Page excerpt:
>> Start

Apparently Rushdie does keep track of his reviews (and makes up his own while bathing), as he says about The Enchantress of Florence (see our review-overview):
The book, declares Rushdie with satisfaction, has done terrifically well in France, getting 'the sort of rave reviews you find yourself making up in the bath'.
Over here, it had a more mixed reception, but then, as Rushdie says of himself, 'I'm not the sort of writer who ever gets five out of 10 reviews.
I tend to get 11 out of 10, or minus one out of 10.
That's all right, though; it shows that people are having strong reactions.'
Arts Journal points us to Boris Kachka's Courtly Lion in New York, in which he writes that: 'Robert Giroux's life reminds us that great publishing needs quiet rebels (and taste).'
In The New Yorker Sheelah Kolhatkar looks at Laura Bush's efforts to sell a book, in First Memoirs.
Apparently:
The reception to Mrs. Bush’s pitch has been mixed so far.
"She was not forthcoming about anything that I would consider controversial," the publisher who met with her said.
"We questioned her rigorously, but it was one-word answers.
I considered it the worst, or the most frustrating, meeting of its sort that I’ve ever had."
He added, "But she really couldn’t have been nicer."
Then there is this, courtesy of Curtis Sittenfeld (author of American Wife; see our review-overview):
Even Curtis Sittenfeld, who spent months researching Mrs. Bush’s life story, is conflicted about the hypothetical memoir.
"Do you remember after Brad Pitt and Jennifer Aniston separated, it was more interesting to wonder what Aniston thought than to find out what she thinks ?" Sittenfeld said over the phone last week.
"Sometimes when people share their thoughts it’s sort of disappointing."
Huh ?
We're afraid we do not remember that it was more interesting to wonder what Jennifer Aniston thought ... indeed, we still have no idea (or interest) in what she thinks (or her various separations or co-joinings).
But Sittenfeld does prove her point: sometimes when people share their thoughts it’s sort of disappointing.

>> End

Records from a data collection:
>> Start

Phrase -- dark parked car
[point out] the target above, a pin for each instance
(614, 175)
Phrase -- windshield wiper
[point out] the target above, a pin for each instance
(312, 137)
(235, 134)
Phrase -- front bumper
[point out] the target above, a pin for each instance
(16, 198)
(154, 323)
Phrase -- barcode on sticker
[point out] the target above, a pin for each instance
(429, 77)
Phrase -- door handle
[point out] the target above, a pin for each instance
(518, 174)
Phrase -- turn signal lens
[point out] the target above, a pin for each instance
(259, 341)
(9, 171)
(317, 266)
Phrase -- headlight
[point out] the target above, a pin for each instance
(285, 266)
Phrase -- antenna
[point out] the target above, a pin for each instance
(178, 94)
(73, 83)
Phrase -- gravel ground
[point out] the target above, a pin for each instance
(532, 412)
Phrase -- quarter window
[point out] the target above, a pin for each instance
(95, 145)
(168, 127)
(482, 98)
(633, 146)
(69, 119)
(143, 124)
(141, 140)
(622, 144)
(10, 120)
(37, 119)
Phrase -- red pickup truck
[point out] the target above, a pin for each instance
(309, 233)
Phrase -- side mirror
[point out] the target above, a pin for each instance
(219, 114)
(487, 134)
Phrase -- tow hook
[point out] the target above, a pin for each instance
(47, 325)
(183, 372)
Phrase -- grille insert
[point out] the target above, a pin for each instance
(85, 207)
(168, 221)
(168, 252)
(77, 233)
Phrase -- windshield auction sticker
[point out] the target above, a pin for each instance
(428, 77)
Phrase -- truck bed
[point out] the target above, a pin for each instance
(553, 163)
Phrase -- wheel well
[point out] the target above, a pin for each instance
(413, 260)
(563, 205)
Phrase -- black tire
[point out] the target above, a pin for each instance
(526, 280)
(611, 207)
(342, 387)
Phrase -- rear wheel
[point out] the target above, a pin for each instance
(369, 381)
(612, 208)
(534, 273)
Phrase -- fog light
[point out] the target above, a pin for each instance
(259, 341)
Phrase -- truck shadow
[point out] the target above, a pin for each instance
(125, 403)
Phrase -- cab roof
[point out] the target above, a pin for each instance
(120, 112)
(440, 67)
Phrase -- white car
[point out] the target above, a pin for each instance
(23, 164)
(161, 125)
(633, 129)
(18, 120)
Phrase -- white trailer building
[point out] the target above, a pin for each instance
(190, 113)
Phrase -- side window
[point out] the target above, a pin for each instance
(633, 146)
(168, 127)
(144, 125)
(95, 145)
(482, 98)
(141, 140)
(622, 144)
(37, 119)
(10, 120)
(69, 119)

>> End

Exercise: Carry on the literary news roundup about authors and their reviews, picking up right after its final sentence.

Result of this exercise:
At Slate Adam Kirsch does his best in trying to present something of a review of a 'translation' of The Canterbury Tales by Burton Raffel, in The Secret of The Canterbury Tales.
He does grant:
For those readers who are absolutely unwilling to puzzle out Middle English spelling, or spend time getting acquainted with Chaucer's versification and syntax, Raffel's edition will be a useful substitute.
But he also notes:
But even Raffel, a poet who has translated everyone from Cervantes to Stendhal, seems a little curious why anyone would bother reading The Canterbury Tales in translation.
The most recent addition to the complete review is our review of Victor Serge's Unforgiving Years.
(This is also one of the books on the longlist for the 'Best Translated Book of 2008'-award.)
The January/February issue of World Literature Today is out -- though with a very limited amount accessible online.
But you can check out the table of contents and see why the print copy is worth getting.
In The New Republic Gabriel Sherman wrote about Wartime Lies, finding: 'An upcoming Holocaust memoir is contradicted by scholars, witnesses, and members of the writer's family. But its publisher is still defending it' -- but the house of cards has come down pretty fast, and as they and everyone else is now reporting: Publisher Cancels Rosenblat Memoir After TNR Exposes Hoax.
The book was Herman Rosenblat's Angel at the Fence -- and it's noteworthy because it was pretty high-profile, and because Oprah was duped yet again.
The most recent addition to the complete review is our review of Paul Theroux On the Tracks of The Great Railway Bazaar in Ghost Train to the Eastern Star.
There should be quite a few of these previews in the coming weeks, but among the first are:
In The Observer: William Skidelsky believes there will be a Return of the storytellers, as: 'After a year dominated by non-fiction, 2009 will see an abundance of eagerly awaited big-name novels'
In the Financial Times: Melissa McClements' survey of Fiction to look out for in 2009 -- at least in the first few months of the year
Both focus on the UK market
-- and hence include some titles already out in the US, including 2666, which, for example, the FT has already reviewed .....
Wondering about Pinter’s dotty political positions, I began to understand an odd natural law of literature: creative writers are often silly political commentators.
This is puzzling, because we tend to turn to creative writers for wisdom and understanding of the world.
However, it is surprisingly often true that they have nothing sensible to say outside their fiction.
At least some publications have sensibly waited until closer to the actual end of the year before publishing their 'books of the year'-lists, including:
In the Wall Street Journal Karl Rove offers a 'glimpse of what the president has been reading', claiming that Bush Is a Book Lover -- yes, the jr. Bush, the current office-holder .....
Apparently:
There is a myth perpetuated by Bush critics that he would rather burn a book than read one.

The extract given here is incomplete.